## Material
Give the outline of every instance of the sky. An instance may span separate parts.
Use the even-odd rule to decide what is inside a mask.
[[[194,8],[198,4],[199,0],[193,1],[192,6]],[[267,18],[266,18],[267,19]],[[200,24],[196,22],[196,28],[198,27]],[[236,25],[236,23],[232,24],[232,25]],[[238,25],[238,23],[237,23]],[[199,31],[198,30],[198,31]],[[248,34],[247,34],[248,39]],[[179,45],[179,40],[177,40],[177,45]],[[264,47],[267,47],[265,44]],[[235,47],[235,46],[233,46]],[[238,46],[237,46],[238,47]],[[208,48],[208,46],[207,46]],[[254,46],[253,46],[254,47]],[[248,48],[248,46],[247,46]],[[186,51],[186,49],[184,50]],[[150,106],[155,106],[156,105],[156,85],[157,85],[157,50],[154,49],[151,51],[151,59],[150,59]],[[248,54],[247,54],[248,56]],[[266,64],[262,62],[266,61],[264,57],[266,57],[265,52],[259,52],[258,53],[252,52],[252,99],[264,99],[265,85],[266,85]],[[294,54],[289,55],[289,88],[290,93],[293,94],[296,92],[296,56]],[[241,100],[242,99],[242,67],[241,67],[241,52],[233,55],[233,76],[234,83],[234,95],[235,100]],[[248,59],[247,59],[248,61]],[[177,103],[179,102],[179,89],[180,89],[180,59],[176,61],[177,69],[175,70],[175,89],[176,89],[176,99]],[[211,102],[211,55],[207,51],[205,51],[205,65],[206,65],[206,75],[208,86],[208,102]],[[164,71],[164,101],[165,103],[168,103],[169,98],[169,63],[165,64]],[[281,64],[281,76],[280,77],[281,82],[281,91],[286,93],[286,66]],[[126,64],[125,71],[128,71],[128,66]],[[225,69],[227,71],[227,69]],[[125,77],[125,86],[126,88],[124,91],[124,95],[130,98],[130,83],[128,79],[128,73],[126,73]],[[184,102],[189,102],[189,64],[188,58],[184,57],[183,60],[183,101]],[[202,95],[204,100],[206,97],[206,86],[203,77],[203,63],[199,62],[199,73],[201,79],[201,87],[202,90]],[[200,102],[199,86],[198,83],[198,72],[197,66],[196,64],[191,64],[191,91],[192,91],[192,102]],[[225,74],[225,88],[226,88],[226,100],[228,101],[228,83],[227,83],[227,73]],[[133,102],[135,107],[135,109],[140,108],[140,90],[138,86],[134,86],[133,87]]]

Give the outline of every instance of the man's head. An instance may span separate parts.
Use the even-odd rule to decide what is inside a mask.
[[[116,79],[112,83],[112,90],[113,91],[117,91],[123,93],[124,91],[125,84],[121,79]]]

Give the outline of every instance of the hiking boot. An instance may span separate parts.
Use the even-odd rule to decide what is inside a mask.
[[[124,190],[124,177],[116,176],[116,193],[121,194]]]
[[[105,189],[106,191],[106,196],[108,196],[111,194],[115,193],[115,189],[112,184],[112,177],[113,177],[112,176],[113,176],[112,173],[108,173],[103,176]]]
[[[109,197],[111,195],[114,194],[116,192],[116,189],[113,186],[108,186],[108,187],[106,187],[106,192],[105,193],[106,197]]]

## Written instruction
Every entry must be retyped in full, exactly as given.

## Response to the task
Give the outline of every instance of the sky. An instance may span separate parts.
Use the even-odd rule to decide what is inside a mask.
[[[194,8],[198,4],[199,0],[193,1],[192,6]],[[267,18],[266,18],[267,19]],[[200,24],[196,22],[196,28],[198,27]],[[236,25],[236,23],[232,24],[232,25]],[[238,25],[238,23],[237,23]],[[199,31],[198,30],[198,31]],[[248,34],[247,34],[248,39]],[[179,45],[179,40],[177,40],[177,45]],[[264,47],[267,47],[265,44]],[[235,47],[235,46],[233,46]],[[238,46],[237,46],[238,47]],[[208,48],[208,46],[207,46]],[[254,46],[253,46],[254,47]],[[248,48],[248,46],[247,46]],[[186,51],[186,49],[184,50]],[[150,106],[155,106],[156,105],[156,85],[157,85],[157,50],[154,49],[151,51],[151,59],[150,59]],[[248,54],[247,54],[248,56]],[[266,64],[262,62],[266,61],[264,57],[266,57],[265,52],[259,52],[258,53],[252,52],[252,99],[264,99],[265,85],[266,85]],[[294,54],[289,55],[289,88],[290,93],[293,94],[296,92],[296,56]],[[241,100],[242,99],[242,67],[241,67],[241,52],[233,55],[233,76],[234,83],[234,95],[235,100]],[[248,59],[247,59],[248,61]],[[177,103],[179,102],[179,89],[180,89],[180,59],[176,61],[177,69],[175,70],[175,89],[176,89],[176,99]],[[211,102],[211,55],[207,51],[205,51],[205,65],[206,65],[206,75],[208,86],[208,102]],[[164,71],[164,101],[165,103],[168,103],[169,98],[169,63],[165,64]],[[281,64],[281,76],[280,77],[281,82],[281,91],[286,93],[286,66]],[[126,64],[125,71],[128,71],[128,66]],[[225,69],[227,71],[227,69]],[[125,77],[125,86],[126,88],[124,91],[124,95],[130,98],[130,83],[128,79],[128,73],[126,73]],[[184,102],[189,102],[189,64],[188,58],[184,57],[183,60],[183,101]],[[202,95],[204,100],[206,97],[206,86],[203,77],[203,63],[199,62],[199,73],[201,79],[201,87],[202,90]],[[200,102],[199,86],[198,83],[198,72],[197,66],[196,64],[191,64],[191,91],[192,91],[192,102]],[[225,74],[225,88],[226,88],[226,100],[228,101],[228,83],[227,83],[227,73]],[[133,102],[135,107],[135,109],[140,108],[140,90],[138,86],[134,86],[133,87]]]

Give the outline of every instance of the man's head. An instance may span separate parts.
Use the even-odd rule to decide what is inside a mask.
[[[116,79],[112,83],[112,90],[113,91],[117,91],[123,93],[124,91],[125,84],[121,79]]]

Give the outline of every instance of the hiking boot. An instance may span separate parts.
Use the even-odd rule to decide what is inside a mask.
[[[124,190],[124,177],[116,176],[116,193],[121,194]]]
[[[105,189],[106,191],[106,196],[108,196],[111,194],[115,193],[115,189],[112,184],[112,177],[113,177],[112,176],[113,176],[112,173],[108,173],[103,176]]]
[[[109,197],[111,195],[114,194],[116,192],[116,189],[113,186],[108,186],[108,187],[106,187],[106,192],[105,193],[106,197]]]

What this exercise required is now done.